= WORK TO BE COMPLETED =
Please copy the passage on the 2018 Virginia Tech offense again, everything from "The upshot of" down to "a popgun arm.", swapping "gun slinging" for "throwing the deep ball".

= PROVIDED TEXT =
So in the 2nd and 3rd quarters, why would the OC choose to try to burn up clock by running plays that kept putting the offense in third down and long yardage must pass situations? Why did the offense continually call slow developing running plays in the Red Zone that left double digits worth of points on the field? (I wish I knew.. it was really frustrating...)
What Hurt the Most?
Scripted bullheadedness doomed the Hokie offense in 2018. Tech would come out firing, drive the ball hard and score early. The follow on drives, instead of continuing to operate quickly, and pass the ball to gain yardage, would begin to bog down, and punt after ineffective short series. Of course then, behind and in a full panic, Tech would go into catch up mode where Ryan Willis and his corps of big strong receivers went out and saved a few games. Willis even proved that he could catch defenses flat-footed and put yards on the board with his feet.
In theory, this score first, control the clock, strategy works pretty well when your defense is good. You also must have a running game that can get first downs without putting the ball in the air. Tech had neither of those things in 2018. Right up until the Military Bowl, the Virginia Tech 2018 offense repeated that pattern. It eventually caught up with them on the final play of the game when there was no flag thrown for an obvious defensive pass interference penalty on Cincinnati, and the comeback luck ran dry in the chilly Annapolis rain.
The upshot of the entire episode is that the current line of Virginia Tech offensive strategy and tactics are too tracked, and inflexible. It never felt like Cornelsen trusted Ryan Willis enough to allow Willis to do what he does best; gun slinging. Yup, Willis reminds me of a young Brett Favre. He has a strong arm, confidence out the wazoo, and is willing to lay it all on the line without reserve to win the game. JJ was Chad Pennington – careful, cautious, with a broad knowledge of the game and a popgun arm.

= DATA TO EXAMINE =
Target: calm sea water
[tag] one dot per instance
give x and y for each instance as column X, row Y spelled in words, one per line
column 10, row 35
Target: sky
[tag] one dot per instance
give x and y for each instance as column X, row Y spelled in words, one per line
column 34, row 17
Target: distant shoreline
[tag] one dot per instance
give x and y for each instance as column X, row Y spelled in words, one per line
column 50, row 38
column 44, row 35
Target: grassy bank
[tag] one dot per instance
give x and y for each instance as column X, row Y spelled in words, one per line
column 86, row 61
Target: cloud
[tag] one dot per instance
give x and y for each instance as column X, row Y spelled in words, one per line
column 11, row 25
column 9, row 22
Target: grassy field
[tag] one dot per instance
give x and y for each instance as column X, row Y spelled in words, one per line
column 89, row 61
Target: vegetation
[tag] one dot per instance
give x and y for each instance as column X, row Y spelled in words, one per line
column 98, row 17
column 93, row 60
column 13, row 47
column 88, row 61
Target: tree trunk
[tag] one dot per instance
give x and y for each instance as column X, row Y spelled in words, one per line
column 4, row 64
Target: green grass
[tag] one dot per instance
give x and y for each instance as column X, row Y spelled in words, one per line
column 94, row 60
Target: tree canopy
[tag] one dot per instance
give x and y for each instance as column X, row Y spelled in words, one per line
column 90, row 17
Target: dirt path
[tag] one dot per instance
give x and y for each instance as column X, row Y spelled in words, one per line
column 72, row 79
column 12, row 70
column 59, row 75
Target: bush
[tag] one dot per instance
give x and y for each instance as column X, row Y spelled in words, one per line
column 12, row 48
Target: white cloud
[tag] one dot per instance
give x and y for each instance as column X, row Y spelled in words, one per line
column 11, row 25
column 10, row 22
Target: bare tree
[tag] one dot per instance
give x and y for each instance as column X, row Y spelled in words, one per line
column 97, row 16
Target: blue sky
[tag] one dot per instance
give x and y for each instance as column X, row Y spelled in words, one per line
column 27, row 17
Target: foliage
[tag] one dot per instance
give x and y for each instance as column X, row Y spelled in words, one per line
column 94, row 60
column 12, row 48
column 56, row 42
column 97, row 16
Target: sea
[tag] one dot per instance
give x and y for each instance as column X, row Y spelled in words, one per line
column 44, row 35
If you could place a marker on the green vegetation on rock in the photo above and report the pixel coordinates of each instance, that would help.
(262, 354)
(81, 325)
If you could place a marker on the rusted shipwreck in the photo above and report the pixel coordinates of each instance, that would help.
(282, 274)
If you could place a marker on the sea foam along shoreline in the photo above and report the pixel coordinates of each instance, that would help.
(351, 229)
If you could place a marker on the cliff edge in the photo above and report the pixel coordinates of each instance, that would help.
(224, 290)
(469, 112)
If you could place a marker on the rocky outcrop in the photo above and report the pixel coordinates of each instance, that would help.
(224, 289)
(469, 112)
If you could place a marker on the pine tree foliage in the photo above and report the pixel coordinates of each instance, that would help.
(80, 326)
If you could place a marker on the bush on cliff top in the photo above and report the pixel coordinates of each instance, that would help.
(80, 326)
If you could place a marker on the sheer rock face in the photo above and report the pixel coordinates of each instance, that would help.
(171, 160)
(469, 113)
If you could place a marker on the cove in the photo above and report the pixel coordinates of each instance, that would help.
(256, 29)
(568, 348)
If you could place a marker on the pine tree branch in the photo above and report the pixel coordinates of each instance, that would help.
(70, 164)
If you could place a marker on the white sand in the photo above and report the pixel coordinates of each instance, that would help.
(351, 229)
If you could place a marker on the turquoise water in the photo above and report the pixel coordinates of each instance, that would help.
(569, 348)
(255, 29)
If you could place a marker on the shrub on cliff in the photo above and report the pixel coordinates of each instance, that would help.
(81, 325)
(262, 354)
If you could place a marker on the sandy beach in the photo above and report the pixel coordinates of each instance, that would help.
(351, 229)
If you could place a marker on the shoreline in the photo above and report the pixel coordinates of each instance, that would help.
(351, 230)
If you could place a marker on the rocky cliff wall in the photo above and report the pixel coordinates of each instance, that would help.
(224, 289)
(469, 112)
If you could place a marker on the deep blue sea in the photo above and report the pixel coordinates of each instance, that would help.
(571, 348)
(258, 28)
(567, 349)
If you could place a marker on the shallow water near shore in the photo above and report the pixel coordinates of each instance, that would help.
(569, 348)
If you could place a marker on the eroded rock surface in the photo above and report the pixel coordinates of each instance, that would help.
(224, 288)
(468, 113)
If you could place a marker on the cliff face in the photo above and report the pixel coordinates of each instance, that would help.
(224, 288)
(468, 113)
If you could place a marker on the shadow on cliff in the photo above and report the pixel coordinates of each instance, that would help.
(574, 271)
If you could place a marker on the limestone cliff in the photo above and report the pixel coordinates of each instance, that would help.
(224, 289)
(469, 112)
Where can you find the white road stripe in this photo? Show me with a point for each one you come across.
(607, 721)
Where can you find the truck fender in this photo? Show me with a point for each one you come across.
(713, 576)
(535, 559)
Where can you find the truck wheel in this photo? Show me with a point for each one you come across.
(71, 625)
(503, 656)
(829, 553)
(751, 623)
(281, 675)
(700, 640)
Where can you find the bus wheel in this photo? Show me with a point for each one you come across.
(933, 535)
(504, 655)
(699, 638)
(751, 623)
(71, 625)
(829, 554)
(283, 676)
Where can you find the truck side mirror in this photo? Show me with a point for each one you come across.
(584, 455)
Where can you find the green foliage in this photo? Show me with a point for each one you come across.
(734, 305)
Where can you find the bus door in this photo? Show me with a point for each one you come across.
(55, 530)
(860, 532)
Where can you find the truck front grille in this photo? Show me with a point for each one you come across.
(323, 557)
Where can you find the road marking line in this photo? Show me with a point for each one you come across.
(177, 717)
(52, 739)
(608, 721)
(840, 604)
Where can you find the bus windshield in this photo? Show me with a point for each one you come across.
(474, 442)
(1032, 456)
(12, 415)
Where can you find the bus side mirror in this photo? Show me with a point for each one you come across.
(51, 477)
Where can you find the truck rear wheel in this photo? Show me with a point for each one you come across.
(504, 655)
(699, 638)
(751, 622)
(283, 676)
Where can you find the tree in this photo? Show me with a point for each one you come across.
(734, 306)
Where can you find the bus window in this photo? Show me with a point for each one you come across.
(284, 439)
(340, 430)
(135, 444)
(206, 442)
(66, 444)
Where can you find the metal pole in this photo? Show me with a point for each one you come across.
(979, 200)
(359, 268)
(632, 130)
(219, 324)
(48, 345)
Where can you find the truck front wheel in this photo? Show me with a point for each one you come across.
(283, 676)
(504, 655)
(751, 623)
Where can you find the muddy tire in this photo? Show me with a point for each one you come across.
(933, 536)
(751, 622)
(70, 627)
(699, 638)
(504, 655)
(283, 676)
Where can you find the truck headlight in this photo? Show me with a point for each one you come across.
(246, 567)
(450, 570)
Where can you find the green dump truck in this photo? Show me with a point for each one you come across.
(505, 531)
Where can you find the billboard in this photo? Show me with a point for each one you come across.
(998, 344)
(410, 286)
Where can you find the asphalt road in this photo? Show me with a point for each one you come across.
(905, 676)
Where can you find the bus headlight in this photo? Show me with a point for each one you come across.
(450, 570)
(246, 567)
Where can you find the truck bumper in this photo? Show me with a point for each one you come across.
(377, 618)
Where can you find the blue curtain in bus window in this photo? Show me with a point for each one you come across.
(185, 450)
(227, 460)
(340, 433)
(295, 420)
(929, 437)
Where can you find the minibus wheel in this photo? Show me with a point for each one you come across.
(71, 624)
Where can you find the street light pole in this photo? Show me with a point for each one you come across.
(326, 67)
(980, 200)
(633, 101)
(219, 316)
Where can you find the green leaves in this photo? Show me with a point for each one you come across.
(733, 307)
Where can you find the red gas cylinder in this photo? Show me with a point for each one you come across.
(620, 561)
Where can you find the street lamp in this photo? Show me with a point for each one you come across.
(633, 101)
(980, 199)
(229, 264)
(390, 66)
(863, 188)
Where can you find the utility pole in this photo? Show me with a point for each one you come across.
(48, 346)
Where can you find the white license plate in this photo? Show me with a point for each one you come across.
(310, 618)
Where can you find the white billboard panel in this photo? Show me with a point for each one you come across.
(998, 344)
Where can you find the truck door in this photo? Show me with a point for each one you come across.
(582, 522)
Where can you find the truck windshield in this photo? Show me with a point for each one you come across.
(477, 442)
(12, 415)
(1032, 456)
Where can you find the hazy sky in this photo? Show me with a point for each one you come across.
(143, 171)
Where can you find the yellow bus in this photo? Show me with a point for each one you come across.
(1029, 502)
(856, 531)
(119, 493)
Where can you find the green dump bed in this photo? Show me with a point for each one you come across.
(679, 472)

= ANSWER SPACE =
The upshot of the entire episode is that the current line of Virginia Tech offensive strategy and tactics are too tracked, and inflexible. It never felt like Cornelsen trusted Ryan Willis enough to allow Willis to do what he does best; throwing the deep ball. Yup, Willis reminds me of a young Brett Favre. He has a strong arm, confidence out the wazoo, and is willing to lay it all on the line without reserve to win the game. JJ was Chad Pennington – careful, cautious, with a broad knowledge of the game and a popgun arm.